▶ **正文**

HDU5178 pairs【二分法】【尺取法】

pairs  HDU - 5178 

John has nn points on the X axis, and their coordinates are (x[i],0),(i=0,1,2,…,n−1) He wants to know how many pairs<a,b> that |x[b]−x[a]|≤k.(a<b)

Input

The first line contains a single integer T (about 5), indicating the number of cases. 
Each test case begins with two integers n,k(1≤n≤100000,1≤k≤10^9)
Next nn lines contain an integer x[i](−109≤x[i]≤10^9)

Output

For each case, output an integer means how many pairs<a,b>,that |x[b]−x[a]|≤k

Sample Input

2
5 5
-100
0
100
101
102
5 300
-100
0
100
101
102

Sample Output

3
10

题意：

有N个数组成的序列，问有多少对<a,b>满足|x[b]−x[a]|≤k.(a<b)，去掉绝对值即 x[a]-k ≤ x[b] ≤ x[a]-k (a<b)，枚举前面一个点，然后二分查找即可

#include<bits/stdc++.h>
using namespace std;
const int maxn=1e5+10;
typedef long long LL;
LL x[maxn];
int n;
LL k;
int main(){
	int T;
	scanf("%d",&T);
	while(T--){
        scanf("%d%lld",&n,&k);
        for(int i=1;i<=n;i++){
            scanf("%lld",&x[i]);
        }
        sort(x+1,x+1+n);
        LL ans=0;
        for(int i=1;i<=n;i++){
            int l=lower_bound(x+i+1,x+1+n,x[i]-k)-(x+1);
            int r=upper_bound(x+1+i,x+1+n,x[i]+k)-(x+1);
            ans+=(r-l);
        }
        printf("%lld\n",ans);
	}
	return 0;
}

直接查找下界即可

#include<bits/stdc++.h>
using namespace std;
const int maxn=1e5+10;
typedef long long LL;
LL x[maxn];
int n;
LL k;
int main(){
	int T;
	scanf("%d",&T);
	while(T--){
        scanf("%d%lld",&n,&k);
        for(int i=1;i<=n;i++){
            scanf("%lld",&x[i]);
        }
        sort(x+1,x+1+n);
        LL ans=0;
        for(int i=1;i<=n;i++){
            int r=upper_bound(x+1+i,x+1+n,x[i]+k)-(x+1);
            ans+=(r-i);
        }
        printf("%lld\n",ans);
	}
	return 0;
}

下标从0开始

# include <stdio.h>
# include <algorithm>
using namespace std;
 
int a[100001];
int main()

▶ **任务**
把上面正文中从“The first line”到“contain an integer x[i](−109≤x[i]≤10^9)”的部分（包括首尾两处）一字不改地重抄一遍。 这些数据与上面的正文没有关系。

▶ **数据摘录**
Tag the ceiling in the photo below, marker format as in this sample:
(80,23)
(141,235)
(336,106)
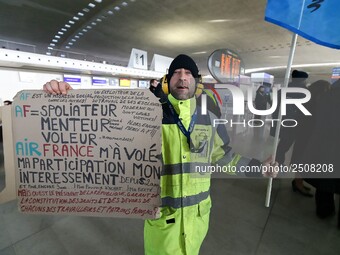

▶ **答案**
The first line contains a single integer T (about 5), indicating the number of cases. 
Each test case begins with two integers n,k(1≤n≤100000,1≤k≤10^9)
Next nn lines contain an integer x[i](−109≤x[i]≤10^9)